— START Records shown —

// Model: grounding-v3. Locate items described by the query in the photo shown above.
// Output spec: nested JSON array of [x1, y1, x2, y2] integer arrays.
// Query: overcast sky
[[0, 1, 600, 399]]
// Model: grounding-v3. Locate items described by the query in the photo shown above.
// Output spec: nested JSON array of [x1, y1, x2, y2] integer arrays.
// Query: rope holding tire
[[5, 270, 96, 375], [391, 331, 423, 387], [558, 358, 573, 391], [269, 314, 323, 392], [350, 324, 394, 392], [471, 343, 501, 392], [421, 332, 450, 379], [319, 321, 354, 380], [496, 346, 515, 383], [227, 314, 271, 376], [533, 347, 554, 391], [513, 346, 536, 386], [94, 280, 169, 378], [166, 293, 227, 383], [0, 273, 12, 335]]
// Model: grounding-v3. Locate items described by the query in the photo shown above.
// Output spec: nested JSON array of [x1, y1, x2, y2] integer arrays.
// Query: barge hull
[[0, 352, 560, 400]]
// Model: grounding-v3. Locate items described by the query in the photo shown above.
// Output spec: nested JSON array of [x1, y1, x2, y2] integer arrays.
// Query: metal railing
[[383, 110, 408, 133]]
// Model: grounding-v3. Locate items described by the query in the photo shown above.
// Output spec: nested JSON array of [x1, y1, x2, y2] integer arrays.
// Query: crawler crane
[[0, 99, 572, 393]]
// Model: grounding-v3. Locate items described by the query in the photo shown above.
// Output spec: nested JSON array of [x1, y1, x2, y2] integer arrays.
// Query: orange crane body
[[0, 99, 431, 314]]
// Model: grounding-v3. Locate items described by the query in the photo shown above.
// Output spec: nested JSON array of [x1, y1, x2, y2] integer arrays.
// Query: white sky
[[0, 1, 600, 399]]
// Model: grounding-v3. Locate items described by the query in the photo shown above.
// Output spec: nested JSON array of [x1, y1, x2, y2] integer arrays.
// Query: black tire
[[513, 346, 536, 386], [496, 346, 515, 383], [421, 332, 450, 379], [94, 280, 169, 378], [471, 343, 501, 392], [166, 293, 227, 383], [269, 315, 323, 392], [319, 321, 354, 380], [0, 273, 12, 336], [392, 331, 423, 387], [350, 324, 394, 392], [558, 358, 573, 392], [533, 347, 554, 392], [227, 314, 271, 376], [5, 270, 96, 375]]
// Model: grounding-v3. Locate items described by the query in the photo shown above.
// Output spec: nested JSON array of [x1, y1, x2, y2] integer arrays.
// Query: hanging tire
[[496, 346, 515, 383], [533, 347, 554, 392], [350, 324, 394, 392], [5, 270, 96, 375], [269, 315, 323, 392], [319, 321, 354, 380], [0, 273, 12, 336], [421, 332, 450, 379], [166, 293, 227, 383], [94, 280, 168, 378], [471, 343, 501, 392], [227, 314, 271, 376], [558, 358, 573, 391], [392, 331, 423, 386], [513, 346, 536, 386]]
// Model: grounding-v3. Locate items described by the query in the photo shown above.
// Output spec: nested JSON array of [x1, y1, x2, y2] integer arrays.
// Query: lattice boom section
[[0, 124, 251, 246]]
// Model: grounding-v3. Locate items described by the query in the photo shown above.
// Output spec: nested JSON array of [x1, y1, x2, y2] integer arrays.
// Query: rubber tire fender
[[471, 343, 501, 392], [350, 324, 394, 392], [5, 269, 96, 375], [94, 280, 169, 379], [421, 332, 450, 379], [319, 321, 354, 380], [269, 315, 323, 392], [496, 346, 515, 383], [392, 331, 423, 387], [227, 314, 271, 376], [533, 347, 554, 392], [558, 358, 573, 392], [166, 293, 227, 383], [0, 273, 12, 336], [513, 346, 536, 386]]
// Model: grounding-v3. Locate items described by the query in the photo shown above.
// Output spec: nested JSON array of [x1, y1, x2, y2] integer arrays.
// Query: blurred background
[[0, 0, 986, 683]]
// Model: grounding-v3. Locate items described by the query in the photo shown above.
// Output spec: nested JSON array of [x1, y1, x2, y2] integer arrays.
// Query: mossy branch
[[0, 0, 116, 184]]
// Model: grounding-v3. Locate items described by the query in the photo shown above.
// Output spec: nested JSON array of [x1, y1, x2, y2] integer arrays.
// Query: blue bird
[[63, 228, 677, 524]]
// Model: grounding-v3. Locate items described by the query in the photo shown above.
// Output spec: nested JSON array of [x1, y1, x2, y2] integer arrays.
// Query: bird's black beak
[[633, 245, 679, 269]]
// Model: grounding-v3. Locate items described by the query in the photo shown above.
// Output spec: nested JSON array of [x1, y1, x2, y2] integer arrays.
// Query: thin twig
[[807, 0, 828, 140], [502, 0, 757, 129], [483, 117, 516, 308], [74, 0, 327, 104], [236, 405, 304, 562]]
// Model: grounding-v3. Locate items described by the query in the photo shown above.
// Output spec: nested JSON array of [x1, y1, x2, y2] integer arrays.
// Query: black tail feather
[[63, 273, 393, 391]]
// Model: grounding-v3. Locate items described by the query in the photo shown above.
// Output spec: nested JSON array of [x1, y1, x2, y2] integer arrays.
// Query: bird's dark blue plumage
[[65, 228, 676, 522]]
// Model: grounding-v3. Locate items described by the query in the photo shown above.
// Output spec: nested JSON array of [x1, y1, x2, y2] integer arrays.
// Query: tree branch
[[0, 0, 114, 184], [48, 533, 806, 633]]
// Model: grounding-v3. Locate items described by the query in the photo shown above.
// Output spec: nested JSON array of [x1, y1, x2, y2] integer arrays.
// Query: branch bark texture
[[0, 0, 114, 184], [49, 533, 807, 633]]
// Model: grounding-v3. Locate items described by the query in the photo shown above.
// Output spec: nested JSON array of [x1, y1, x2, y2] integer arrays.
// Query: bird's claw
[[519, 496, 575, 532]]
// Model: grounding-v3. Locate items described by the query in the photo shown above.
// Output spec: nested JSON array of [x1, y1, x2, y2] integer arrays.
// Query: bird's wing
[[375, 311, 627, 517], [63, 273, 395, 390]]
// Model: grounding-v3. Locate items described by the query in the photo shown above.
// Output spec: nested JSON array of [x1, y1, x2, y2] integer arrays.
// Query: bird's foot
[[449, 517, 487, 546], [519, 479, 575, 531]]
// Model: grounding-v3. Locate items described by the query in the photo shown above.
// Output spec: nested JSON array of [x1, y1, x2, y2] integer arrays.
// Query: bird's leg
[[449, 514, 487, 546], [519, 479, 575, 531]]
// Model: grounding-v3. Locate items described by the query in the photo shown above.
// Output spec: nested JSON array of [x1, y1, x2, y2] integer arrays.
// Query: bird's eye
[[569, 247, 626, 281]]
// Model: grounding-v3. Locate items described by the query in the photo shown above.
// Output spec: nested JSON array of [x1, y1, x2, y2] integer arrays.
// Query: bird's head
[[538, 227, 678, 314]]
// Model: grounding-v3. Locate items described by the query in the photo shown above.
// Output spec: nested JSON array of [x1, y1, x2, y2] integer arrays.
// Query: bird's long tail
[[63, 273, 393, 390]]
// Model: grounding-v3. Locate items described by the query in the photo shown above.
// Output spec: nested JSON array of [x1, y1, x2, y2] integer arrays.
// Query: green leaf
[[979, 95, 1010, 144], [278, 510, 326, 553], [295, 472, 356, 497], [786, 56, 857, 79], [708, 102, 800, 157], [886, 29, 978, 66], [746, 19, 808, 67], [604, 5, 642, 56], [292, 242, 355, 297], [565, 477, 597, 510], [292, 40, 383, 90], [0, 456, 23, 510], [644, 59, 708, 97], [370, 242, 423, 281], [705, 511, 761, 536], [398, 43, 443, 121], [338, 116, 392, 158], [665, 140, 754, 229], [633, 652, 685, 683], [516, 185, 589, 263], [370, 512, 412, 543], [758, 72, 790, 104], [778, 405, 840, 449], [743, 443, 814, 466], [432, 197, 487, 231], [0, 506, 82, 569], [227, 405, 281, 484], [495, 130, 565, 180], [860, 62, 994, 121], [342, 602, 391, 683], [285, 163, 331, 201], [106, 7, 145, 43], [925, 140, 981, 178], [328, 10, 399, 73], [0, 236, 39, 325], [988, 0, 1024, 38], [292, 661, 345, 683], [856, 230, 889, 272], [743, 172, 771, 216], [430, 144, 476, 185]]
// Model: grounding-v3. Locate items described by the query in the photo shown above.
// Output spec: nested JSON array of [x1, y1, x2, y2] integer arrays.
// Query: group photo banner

— END Records shown —

- Task prompt -
Please show each line of the records above that contains the word "tail".

- Complete output -
// Query: black tail feather
// Query: bird's long tail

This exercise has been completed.